# Start of Data section
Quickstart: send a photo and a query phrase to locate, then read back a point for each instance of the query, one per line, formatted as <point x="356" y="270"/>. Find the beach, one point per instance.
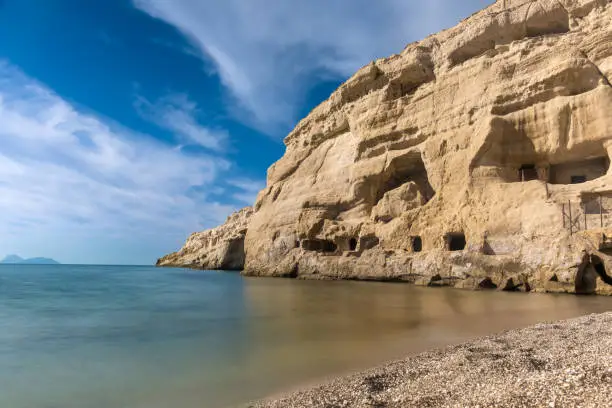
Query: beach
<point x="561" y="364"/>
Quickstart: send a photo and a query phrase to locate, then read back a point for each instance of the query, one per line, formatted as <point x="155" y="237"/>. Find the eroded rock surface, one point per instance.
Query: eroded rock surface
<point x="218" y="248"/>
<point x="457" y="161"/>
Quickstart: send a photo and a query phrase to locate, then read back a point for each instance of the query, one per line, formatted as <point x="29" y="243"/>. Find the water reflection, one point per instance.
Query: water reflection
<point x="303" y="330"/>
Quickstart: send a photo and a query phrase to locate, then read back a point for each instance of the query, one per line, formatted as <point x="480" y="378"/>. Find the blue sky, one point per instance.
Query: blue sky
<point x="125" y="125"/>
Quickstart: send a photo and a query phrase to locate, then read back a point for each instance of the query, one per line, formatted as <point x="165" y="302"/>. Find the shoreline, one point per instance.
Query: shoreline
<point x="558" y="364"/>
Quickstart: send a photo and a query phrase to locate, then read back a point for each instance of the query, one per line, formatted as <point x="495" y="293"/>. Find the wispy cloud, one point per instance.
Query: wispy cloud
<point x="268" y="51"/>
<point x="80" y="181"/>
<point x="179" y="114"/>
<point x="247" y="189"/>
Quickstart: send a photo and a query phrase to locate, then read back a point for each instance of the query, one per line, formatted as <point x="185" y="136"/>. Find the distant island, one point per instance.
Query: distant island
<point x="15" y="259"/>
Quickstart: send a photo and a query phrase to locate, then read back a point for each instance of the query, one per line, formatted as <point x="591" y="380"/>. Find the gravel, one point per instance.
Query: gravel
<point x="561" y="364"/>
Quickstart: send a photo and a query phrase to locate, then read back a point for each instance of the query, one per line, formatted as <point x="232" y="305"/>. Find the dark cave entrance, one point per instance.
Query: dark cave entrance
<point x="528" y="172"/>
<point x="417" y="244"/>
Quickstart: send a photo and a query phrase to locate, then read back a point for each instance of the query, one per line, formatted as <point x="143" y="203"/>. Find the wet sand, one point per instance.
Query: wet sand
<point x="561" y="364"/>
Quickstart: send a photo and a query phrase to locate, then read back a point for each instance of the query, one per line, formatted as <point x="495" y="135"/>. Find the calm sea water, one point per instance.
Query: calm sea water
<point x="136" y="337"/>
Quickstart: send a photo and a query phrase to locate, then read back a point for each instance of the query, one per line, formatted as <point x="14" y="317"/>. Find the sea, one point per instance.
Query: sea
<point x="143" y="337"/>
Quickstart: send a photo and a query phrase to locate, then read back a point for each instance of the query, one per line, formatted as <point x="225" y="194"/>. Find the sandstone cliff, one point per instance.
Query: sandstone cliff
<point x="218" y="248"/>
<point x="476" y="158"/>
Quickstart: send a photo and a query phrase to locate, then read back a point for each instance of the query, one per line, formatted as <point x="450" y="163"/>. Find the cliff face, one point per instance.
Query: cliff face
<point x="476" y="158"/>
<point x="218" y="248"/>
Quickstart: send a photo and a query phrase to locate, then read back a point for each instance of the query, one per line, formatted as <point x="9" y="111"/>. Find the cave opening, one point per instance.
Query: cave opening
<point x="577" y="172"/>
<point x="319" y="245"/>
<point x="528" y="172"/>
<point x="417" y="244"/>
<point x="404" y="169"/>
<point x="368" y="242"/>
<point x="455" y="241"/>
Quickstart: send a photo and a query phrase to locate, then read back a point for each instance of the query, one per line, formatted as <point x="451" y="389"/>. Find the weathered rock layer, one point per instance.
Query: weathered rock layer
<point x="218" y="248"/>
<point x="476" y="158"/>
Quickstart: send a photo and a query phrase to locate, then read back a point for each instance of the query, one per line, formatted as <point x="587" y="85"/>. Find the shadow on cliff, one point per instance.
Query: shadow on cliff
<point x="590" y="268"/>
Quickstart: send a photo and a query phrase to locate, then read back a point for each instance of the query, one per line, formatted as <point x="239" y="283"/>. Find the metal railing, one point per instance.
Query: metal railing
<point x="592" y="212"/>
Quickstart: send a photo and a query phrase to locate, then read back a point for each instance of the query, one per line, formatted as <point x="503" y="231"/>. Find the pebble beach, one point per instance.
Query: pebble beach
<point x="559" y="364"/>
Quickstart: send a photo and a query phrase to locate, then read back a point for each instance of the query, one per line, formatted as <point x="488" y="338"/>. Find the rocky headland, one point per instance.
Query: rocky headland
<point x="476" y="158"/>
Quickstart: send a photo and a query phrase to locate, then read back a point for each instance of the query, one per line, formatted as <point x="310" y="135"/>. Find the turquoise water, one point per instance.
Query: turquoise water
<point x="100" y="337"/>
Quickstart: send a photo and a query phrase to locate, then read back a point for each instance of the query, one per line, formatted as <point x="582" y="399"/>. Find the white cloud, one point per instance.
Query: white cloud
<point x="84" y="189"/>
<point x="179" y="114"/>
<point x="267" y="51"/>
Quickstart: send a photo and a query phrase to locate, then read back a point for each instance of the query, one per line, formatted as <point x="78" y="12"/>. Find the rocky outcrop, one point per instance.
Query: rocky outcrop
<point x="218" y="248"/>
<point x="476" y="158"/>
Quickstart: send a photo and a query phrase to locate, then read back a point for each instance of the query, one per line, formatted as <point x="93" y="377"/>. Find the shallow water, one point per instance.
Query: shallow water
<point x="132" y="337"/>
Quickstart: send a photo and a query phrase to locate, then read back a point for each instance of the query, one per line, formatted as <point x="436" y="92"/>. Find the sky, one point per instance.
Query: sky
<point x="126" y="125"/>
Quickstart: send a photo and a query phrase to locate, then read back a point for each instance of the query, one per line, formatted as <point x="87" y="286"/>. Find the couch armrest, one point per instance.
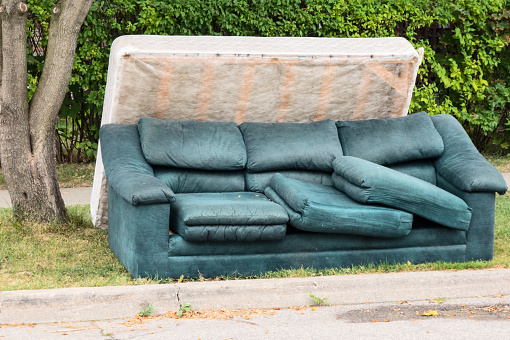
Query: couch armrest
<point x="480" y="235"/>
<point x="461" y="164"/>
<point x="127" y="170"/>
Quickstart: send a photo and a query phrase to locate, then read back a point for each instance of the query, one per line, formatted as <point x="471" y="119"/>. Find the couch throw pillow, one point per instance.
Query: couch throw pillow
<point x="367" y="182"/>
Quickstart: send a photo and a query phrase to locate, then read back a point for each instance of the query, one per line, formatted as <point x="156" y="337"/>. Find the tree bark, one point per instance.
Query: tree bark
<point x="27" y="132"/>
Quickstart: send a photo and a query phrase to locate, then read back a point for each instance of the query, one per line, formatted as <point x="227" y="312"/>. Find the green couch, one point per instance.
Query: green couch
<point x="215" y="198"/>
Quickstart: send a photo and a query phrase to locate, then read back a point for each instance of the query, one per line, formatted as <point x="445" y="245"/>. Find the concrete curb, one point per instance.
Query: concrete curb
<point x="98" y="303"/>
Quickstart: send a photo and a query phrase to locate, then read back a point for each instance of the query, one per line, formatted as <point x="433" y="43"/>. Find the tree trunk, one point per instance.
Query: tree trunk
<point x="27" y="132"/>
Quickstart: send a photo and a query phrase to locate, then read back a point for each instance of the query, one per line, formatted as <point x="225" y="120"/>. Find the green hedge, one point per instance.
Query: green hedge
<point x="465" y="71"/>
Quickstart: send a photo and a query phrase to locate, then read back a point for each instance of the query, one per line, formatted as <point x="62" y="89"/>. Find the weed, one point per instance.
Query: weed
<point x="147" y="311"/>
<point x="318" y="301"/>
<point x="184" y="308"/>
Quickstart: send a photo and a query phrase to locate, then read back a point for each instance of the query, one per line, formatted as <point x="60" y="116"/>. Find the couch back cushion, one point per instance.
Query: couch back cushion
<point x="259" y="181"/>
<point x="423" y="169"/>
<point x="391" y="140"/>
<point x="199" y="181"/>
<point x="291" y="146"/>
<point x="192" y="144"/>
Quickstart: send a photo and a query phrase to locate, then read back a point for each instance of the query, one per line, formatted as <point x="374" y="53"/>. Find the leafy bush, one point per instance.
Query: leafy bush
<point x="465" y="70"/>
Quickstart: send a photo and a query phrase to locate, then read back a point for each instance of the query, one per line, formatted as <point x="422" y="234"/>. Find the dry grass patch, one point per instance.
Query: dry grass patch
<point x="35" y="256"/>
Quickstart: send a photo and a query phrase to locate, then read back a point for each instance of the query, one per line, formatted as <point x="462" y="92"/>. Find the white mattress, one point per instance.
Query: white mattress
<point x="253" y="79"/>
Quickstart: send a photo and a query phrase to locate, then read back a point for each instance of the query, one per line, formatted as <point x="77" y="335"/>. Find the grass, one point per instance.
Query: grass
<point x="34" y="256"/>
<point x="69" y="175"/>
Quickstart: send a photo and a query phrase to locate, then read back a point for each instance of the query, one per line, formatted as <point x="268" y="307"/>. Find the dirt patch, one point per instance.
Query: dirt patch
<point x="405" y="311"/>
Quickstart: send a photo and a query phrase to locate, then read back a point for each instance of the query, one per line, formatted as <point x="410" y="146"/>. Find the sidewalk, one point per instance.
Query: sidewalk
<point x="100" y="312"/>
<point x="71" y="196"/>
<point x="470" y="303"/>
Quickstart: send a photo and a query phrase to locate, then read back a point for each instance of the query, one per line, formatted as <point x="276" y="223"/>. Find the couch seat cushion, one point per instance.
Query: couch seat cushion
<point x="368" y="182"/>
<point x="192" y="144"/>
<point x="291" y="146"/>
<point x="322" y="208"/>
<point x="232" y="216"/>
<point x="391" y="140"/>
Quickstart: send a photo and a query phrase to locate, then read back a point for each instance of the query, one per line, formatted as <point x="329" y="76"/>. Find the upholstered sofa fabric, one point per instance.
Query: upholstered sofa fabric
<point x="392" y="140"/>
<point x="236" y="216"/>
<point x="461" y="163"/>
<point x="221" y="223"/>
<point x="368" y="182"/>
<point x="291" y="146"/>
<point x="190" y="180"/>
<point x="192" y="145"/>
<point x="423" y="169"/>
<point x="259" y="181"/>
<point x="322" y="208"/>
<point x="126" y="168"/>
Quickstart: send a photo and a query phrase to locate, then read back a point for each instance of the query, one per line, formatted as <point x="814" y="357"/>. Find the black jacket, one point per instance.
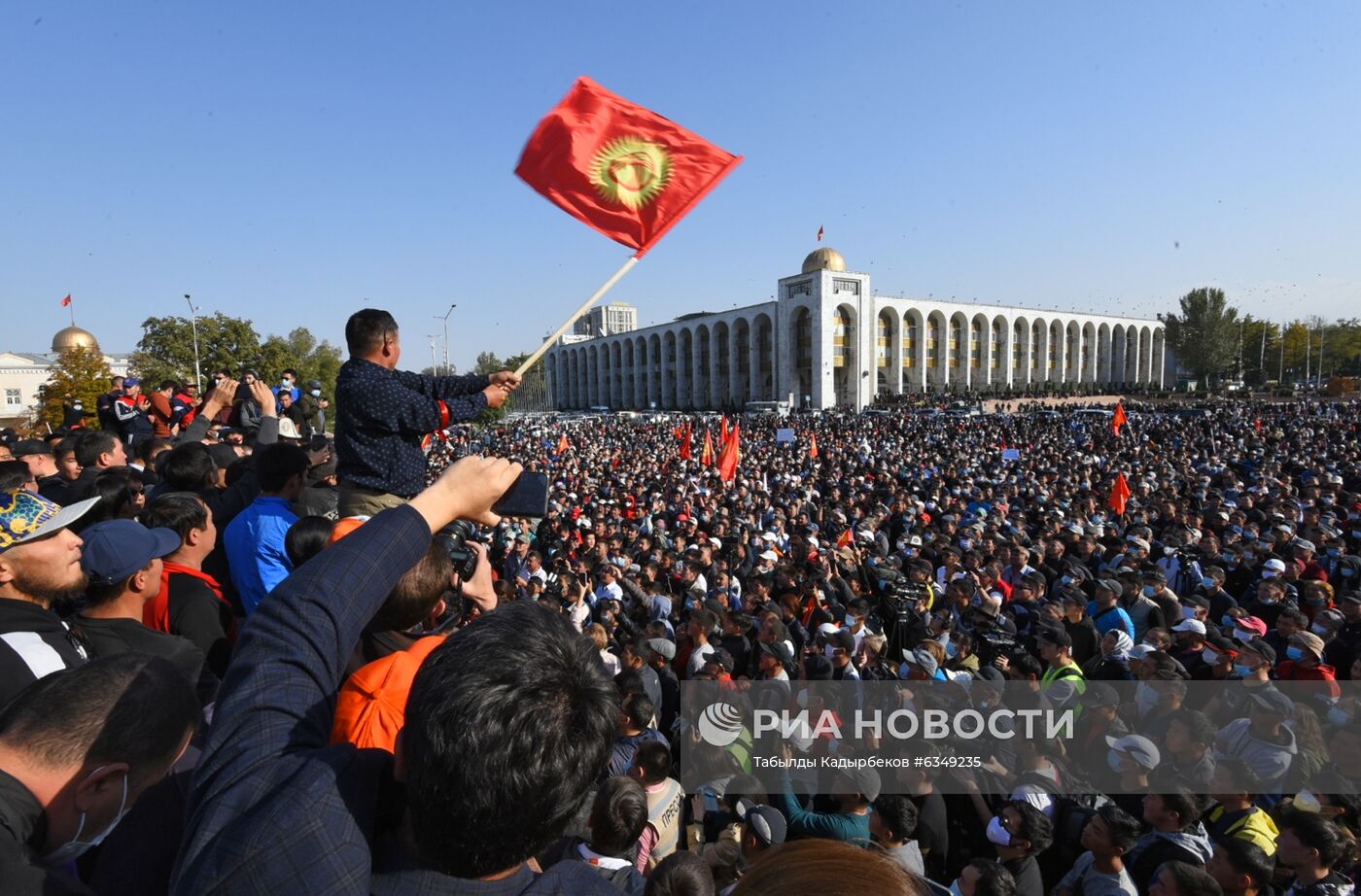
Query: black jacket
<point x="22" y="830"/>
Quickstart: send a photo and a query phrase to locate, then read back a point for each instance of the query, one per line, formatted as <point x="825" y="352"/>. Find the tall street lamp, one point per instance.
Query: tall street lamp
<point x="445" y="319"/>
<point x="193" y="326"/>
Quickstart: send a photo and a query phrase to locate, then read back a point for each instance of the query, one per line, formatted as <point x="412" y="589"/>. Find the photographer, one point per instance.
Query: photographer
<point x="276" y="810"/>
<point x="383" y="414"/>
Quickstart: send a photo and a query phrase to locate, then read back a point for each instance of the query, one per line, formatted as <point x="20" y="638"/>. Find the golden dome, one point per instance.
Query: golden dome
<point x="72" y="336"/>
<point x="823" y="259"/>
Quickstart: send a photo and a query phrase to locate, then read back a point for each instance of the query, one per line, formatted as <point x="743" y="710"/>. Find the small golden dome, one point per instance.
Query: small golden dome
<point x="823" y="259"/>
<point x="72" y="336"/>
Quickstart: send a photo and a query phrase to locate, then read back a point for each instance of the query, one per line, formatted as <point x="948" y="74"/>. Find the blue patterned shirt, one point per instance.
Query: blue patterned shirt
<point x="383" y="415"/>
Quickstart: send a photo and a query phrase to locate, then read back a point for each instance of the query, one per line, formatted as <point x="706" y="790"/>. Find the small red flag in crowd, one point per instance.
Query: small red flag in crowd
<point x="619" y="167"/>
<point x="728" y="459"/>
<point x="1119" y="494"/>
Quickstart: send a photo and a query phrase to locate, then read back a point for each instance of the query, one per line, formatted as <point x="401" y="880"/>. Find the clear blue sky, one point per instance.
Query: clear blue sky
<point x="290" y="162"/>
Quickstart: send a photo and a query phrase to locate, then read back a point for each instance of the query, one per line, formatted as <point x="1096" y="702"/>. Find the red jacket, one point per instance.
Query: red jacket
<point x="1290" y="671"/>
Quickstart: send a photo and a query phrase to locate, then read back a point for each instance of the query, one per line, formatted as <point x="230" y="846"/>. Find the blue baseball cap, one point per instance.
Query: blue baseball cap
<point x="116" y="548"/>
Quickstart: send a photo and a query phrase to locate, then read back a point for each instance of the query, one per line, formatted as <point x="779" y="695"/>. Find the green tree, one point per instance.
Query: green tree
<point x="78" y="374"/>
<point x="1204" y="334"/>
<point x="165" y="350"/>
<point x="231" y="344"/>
# End of Data section
* [Stated problem]: Repeat the lines from the one containing "crowd, one point per instance." through the end of the listing, exactly and without any other lines; both ends are included.

* [Result below]:
Quickstart: send a photo and a query phrase to locate, then read back a point for each instance of the query, one per line, formatted as <point x="706" y="790"/>. Find the small red flag in crowd, one point per instance.
Query: small red flag in crowd
<point x="619" y="167"/>
<point x="728" y="459"/>
<point x="1119" y="494"/>
Quickstart: send a photo and a query phrase to locate, then read back a point for each instance of the query, one per line, formatted as <point x="401" y="880"/>. Find the clear blue sky, one point per instance.
Query: clear blue sky
<point x="290" y="162"/>
Quickstart: send a photo and a query phrase to locate, then read back a point for each instance of the query, one per line, formatted as <point x="1096" y="702"/>. Find the red jacket, one point per instance.
Query: red jacket
<point x="1290" y="671"/>
Quickstart: send a photo and a query phrase to locate, then read back a point for each instance of the query, one per line, formatted as <point x="230" y="846"/>. Find the blue baseball cap, one point per instance.
Query: blue baseball cap
<point x="116" y="548"/>
Quickstart: send a photo and a query phrase to locate, then read back a point for each instance of the query, one per line, formatted as <point x="779" y="695"/>. Find the green tree, one point per instance.
Query: green tree
<point x="78" y="374"/>
<point x="1204" y="334"/>
<point x="165" y="350"/>
<point x="231" y="344"/>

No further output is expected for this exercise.